> Exercise
Would you output the whole of the data exactly?

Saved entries
>>>
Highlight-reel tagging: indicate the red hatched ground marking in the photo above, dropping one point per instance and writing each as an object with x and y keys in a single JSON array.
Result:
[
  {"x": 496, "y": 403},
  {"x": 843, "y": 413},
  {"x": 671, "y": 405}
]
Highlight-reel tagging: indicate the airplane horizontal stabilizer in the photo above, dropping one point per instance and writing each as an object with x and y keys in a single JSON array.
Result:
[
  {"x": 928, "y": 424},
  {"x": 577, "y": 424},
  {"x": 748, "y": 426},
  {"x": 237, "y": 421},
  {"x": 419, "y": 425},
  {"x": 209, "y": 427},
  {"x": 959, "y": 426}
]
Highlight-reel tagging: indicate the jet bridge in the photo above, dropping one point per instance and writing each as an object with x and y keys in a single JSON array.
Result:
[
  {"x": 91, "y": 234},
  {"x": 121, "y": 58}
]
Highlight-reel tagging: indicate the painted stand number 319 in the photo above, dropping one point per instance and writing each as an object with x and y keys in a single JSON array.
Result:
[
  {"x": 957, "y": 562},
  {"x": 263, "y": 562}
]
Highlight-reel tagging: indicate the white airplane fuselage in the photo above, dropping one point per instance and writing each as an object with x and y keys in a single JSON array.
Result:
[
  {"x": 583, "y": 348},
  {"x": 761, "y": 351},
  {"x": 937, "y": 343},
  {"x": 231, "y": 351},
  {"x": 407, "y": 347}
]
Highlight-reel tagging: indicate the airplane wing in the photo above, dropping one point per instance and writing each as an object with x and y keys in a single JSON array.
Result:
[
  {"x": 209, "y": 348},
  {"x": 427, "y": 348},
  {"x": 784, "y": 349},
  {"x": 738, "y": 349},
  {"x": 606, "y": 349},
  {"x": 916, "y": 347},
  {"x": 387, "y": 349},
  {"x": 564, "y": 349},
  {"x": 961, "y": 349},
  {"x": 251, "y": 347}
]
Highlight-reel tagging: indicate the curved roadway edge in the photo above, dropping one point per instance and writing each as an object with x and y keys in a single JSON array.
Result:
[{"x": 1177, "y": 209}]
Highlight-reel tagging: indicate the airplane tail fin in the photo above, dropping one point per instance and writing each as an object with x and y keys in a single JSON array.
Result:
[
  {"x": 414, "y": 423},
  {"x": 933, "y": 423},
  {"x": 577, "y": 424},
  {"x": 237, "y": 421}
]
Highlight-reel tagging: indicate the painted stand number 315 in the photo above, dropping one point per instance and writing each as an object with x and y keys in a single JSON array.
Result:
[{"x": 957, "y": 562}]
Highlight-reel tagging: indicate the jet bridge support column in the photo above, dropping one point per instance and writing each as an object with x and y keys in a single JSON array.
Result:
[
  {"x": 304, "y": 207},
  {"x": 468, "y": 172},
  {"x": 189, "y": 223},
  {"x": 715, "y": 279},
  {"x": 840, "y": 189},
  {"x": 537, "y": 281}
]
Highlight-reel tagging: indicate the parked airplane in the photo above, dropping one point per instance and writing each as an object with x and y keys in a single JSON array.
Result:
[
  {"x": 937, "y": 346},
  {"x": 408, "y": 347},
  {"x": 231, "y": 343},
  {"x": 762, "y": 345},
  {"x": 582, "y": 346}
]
<<<
> Answer to this problem
Highlight-reel tagging: indicate the red hatched ground marking in the photo above, dropping one point per instance and writing each as an object with x and y keys in a single JSON array.
Result:
[
  {"x": 496, "y": 403},
  {"x": 843, "y": 413},
  {"x": 671, "y": 405}
]
Highlight-reel tagging: indicate the airplane horizontal stabilizer in the photo above, dropping one point per instance and writing each as an object with x and y keys in a single JSON array.
Result:
[
  {"x": 928, "y": 424},
  {"x": 577, "y": 424},
  {"x": 748, "y": 426},
  {"x": 237, "y": 421},
  {"x": 419, "y": 425},
  {"x": 209, "y": 427},
  {"x": 959, "y": 426}
]
Highlight-reel tagging: indicate the jet bridge in the photo above, dropping one point per instance and writing each as an object with x and y keys in a single JSON array.
Result:
[
  {"x": 91, "y": 234},
  {"x": 121, "y": 58}
]
Highlight-reel tagging: indicate the painted stand number 319 in the photo above, dropping one point per instance and writing each as an object with x and y keys in a single JSON array.
Result:
[
  {"x": 957, "y": 562},
  {"x": 263, "y": 562}
]
Highlight-reel tagging: indicate the white airplane fuselage in the photo above, dropping one point per instance and writing each as an object with x and y keys in a single JSON array.
Result:
[
  {"x": 583, "y": 348},
  {"x": 761, "y": 351},
  {"x": 937, "y": 343},
  {"x": 231, "y": 351},
  {"x": 407, "y": 347}
]
Highlight-reel tagging: indicate the airplane wing in the photo above, dropping one point per instance and writing each as an object with x and y keys in a single JSON array.
Result:
[
  {"x": 209, "y": 348},
  {"x": 427, "y": 348},
  {"x": 784, "y": 349},
  {"x": 738, "y": 349},
  {"x": 606, "y": 349},
  {"x": 916, "y": 347},
  {"x": 387, "y": 349},
  {"x": 564, "y": 349},
  {"x": 961, "y": 349},
  {"x": 251, "y": 347}
]
Highlight-reel tagging: indicate the curved roadway edge in the photo above, dropping one point per instance and writing each as an object with x and y keys in a single JSON array.
Result:
[{"x": 1177, "y": 209}]
Highlight-reel tagging: indicate the airplane tail fin in the photo above, dropping one point per instance and writing each as an object with x and y keys in a single JSON array.
Result:
[
  {"x": 414, "y": 423},
  {"x": 933, "y": 423},
  {"x": 577, "y": 424},
  {"x": 237, "y": 421}
]
Highlight-reel tagging: indicate the painted stand number 315 in the photo above, dropping one point per instance and writing each as an object with x and y keys in a single JSON array.
Result:
[{"x": 957, "y": 562}]
Highlight-reel tagging: indicate the jet bridge support column in the photo above, dropping one point per instance and writing each as an object with x and y keys in a single JSON array.
Result:
[
  {"x": 304, "y": 207},
  {"x": 468, "y": 172},
  {"x": 189, "y": 223},
  {"x": 715, "y": 279},
  {"x": 840, "y": 189},
  {"x": 537, "y": 281}
]
Highlight-reel tagging: indicate the parked airplane in the photo above, dropping one point per instance and writing each as an object with x and y keys in a single JSON array.
Result:
[
  {"x": 937, "y": 346},
  {"x": 408, "y": 347},
  {"x": 231, "y": 343},
  {"x": 762, "y": 345},
  {"x": 582, "y": 346}
]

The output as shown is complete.